(Records from a dataset)
☆ ☆ ☆ ☆ ☆ ☆ ☆

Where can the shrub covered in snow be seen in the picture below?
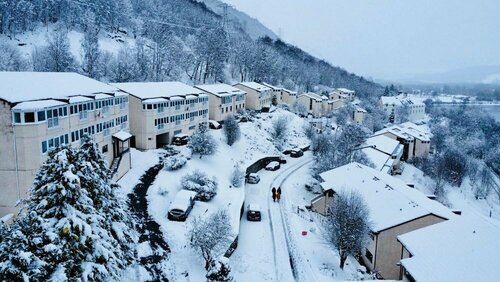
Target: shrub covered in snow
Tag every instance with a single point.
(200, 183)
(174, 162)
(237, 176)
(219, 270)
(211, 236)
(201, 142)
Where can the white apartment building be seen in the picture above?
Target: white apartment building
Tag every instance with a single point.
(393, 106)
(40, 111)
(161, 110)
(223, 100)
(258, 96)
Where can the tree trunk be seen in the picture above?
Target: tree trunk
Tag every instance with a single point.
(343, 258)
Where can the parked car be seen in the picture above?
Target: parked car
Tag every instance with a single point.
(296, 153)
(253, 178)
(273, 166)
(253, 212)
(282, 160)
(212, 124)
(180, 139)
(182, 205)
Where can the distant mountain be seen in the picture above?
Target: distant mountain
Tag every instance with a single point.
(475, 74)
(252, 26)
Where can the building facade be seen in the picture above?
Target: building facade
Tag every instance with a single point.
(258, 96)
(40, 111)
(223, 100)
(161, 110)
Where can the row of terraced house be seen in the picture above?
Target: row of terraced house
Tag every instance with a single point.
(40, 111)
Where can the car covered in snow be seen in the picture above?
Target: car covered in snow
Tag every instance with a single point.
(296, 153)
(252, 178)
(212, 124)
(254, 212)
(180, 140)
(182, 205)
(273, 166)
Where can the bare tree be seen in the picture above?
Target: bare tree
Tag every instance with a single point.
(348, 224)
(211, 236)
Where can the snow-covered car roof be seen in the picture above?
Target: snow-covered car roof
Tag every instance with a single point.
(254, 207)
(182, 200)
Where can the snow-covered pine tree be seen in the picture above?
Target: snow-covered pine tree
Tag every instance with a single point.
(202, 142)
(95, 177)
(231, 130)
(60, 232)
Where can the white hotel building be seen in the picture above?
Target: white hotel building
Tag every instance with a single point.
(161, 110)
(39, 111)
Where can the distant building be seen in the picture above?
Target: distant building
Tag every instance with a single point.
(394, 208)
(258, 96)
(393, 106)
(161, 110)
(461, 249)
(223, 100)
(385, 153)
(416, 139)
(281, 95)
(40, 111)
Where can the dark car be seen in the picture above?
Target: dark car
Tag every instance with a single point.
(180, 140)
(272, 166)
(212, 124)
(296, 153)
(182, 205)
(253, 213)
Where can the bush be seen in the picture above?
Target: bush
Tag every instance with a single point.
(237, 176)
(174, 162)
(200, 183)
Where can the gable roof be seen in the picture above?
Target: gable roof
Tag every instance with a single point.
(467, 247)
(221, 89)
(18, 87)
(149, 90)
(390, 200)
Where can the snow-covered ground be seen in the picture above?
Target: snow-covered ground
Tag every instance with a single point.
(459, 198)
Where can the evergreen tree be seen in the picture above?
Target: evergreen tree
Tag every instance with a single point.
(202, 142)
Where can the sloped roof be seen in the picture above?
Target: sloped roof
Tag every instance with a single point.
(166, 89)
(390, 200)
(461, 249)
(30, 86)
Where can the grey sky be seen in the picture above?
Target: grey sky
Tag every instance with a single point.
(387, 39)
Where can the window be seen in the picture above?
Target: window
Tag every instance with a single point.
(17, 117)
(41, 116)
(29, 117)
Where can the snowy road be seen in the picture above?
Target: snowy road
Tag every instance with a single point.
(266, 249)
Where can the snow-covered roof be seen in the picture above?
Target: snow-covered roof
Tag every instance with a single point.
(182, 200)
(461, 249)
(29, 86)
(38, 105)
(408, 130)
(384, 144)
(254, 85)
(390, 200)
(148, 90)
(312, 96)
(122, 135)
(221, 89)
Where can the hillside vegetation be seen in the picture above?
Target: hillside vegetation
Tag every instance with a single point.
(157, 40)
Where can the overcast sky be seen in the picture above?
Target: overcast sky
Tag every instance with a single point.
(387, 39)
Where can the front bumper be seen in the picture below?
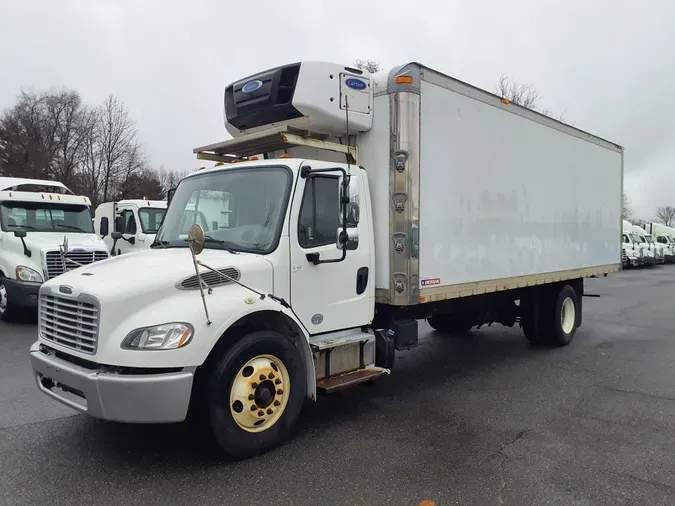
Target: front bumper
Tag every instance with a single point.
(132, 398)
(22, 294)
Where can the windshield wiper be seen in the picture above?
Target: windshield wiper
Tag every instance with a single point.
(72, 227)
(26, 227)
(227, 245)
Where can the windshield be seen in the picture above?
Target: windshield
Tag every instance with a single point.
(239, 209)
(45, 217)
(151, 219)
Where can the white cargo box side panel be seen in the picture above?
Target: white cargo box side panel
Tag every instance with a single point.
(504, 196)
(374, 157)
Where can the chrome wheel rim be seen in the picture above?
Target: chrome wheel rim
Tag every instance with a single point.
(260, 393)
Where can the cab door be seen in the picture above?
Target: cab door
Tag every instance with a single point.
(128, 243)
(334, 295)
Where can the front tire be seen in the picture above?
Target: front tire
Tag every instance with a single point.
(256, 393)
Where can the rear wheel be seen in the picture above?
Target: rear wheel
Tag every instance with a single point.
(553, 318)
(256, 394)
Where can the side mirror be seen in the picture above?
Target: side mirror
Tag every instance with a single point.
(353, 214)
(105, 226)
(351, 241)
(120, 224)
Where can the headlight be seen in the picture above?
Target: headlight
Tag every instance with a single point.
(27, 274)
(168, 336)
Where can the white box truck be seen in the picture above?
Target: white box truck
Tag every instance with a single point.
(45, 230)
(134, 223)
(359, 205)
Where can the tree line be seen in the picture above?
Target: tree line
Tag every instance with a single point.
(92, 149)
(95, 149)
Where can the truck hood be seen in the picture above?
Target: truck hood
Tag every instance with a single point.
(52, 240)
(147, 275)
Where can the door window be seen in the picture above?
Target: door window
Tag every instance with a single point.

☆ ☆ ☆ ☆ ☆ ☆ ☆

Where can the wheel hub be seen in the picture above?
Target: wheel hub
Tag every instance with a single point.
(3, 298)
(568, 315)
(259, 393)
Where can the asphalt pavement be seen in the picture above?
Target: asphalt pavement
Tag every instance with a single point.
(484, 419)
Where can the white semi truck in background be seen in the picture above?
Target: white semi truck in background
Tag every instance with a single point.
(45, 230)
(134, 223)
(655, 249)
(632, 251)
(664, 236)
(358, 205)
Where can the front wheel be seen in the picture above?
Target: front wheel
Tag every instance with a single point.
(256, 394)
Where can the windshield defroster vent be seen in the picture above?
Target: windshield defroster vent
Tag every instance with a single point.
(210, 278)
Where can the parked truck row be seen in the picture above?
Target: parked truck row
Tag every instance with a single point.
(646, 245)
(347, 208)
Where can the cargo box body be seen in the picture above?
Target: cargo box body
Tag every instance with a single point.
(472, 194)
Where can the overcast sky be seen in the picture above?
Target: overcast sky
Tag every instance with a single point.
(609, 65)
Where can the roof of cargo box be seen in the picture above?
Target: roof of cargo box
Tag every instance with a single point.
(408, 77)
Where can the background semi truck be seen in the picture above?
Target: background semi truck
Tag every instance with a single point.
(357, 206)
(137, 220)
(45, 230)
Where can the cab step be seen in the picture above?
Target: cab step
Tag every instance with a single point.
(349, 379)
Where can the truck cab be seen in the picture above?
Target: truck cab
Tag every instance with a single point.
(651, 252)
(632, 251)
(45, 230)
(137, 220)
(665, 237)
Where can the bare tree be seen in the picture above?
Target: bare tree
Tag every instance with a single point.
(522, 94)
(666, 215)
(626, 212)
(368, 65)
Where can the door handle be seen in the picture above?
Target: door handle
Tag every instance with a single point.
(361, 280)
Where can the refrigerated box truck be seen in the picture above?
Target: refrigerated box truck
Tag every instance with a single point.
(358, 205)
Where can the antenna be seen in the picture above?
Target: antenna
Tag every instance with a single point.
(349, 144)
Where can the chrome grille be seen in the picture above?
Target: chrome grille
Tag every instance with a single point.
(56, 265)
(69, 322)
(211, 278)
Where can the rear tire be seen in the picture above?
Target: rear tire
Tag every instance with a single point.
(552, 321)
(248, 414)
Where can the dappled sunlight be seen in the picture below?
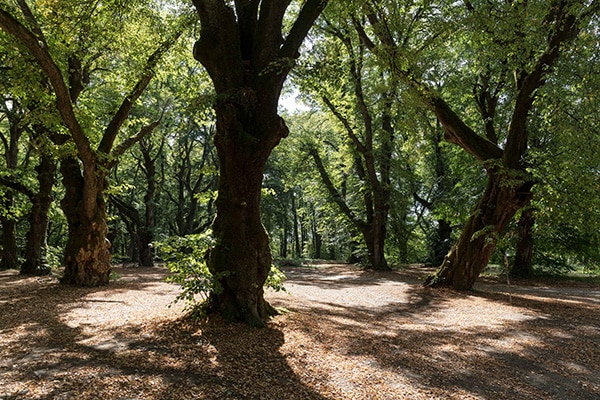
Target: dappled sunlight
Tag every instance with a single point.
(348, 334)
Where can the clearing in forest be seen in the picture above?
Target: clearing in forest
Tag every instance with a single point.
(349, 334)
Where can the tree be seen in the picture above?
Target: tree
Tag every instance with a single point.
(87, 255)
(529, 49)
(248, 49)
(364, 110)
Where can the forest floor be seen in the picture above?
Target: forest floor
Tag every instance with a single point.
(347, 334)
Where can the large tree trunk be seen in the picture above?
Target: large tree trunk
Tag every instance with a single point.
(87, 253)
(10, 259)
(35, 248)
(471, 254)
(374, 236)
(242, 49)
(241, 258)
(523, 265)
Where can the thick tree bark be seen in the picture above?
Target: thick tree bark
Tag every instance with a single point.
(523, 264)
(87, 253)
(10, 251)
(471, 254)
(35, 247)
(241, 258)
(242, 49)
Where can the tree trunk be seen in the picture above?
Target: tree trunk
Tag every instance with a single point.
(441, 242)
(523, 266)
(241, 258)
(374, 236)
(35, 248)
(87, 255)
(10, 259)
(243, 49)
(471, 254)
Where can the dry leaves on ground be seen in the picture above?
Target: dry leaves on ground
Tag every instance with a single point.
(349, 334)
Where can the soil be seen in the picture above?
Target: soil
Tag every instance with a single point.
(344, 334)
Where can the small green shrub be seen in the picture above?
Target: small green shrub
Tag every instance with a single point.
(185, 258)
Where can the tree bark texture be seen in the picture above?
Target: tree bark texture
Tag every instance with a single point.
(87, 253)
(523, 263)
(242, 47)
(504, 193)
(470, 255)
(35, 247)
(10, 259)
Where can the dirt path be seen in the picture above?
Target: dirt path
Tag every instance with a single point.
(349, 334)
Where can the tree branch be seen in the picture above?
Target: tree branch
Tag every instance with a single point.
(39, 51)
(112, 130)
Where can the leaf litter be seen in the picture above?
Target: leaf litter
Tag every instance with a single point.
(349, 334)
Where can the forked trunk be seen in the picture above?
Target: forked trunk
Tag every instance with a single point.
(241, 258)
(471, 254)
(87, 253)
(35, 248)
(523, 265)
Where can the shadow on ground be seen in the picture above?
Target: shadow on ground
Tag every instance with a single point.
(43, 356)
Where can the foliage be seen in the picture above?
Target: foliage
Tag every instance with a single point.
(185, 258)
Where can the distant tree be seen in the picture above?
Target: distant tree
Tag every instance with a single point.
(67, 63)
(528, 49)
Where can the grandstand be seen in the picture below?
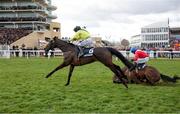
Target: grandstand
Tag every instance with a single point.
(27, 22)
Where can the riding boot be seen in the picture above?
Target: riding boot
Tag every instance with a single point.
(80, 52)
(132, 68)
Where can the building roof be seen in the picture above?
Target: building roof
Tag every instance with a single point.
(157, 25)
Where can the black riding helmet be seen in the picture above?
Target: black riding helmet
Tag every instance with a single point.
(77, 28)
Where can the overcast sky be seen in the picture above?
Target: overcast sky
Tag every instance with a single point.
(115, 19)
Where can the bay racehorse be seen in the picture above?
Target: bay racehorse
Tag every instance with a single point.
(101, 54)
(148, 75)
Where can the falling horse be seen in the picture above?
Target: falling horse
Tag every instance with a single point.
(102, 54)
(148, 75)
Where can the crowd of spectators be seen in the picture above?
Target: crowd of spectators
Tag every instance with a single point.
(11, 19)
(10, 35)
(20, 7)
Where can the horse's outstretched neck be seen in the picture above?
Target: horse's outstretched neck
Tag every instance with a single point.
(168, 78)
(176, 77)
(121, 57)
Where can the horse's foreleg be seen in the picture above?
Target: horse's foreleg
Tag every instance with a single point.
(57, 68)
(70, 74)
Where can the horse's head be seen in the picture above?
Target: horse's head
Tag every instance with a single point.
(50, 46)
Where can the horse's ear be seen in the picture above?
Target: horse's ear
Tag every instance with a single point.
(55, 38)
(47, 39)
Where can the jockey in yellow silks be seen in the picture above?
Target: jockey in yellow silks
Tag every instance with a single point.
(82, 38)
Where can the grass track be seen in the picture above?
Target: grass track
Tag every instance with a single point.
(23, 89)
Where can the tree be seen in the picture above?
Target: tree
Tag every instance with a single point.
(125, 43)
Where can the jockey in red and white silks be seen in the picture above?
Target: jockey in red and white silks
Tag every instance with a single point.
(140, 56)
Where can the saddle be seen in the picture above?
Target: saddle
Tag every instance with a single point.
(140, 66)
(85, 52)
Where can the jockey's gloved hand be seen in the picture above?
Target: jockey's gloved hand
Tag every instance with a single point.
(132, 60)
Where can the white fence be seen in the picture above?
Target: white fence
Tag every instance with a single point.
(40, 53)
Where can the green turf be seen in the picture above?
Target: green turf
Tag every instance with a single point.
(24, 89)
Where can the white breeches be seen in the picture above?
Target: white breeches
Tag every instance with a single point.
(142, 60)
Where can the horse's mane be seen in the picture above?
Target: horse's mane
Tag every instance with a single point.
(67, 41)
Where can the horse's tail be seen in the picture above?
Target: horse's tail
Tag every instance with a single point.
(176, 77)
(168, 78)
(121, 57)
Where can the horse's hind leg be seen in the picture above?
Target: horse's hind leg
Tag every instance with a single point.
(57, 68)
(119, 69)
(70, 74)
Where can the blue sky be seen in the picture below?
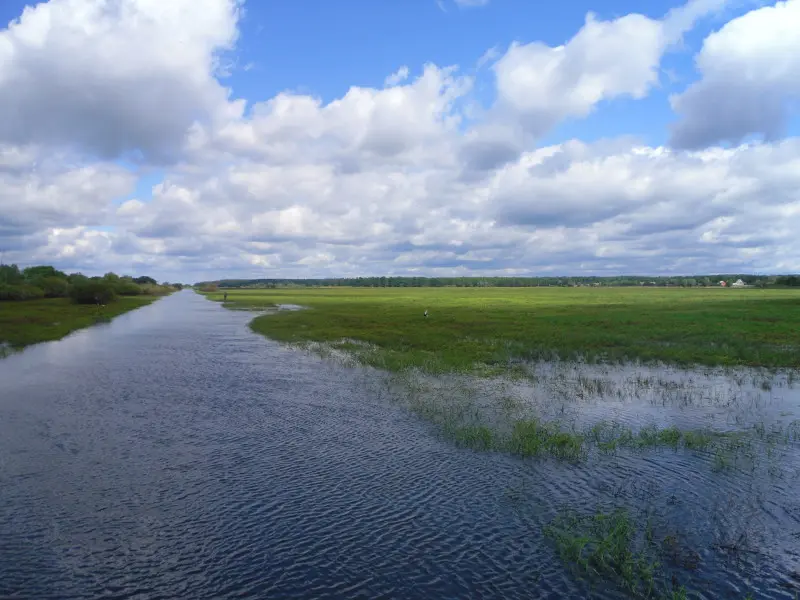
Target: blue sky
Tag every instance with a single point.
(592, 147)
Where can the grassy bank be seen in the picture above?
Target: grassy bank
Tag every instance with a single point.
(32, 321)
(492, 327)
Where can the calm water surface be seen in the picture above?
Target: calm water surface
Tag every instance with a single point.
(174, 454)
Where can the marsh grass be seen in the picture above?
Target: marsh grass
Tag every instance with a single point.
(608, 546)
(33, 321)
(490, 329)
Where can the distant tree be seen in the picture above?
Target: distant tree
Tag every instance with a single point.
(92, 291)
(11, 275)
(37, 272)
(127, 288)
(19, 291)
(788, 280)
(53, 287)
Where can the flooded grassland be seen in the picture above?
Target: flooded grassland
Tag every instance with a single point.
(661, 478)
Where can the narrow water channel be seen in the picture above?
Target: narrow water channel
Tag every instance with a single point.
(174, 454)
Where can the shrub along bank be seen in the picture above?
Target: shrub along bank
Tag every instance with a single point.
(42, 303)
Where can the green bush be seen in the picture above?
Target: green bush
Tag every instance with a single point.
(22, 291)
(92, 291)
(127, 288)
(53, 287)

☆ ☆ ☆ ☆ ☆ ☆ ☆

**WORK TO COMPLETE**: Extract each line of the records above that contains the string "fence", matching case exactly.

**REPLY TO THE TASK**:
Where can the white fence be seen in the picture above?
Target: white fence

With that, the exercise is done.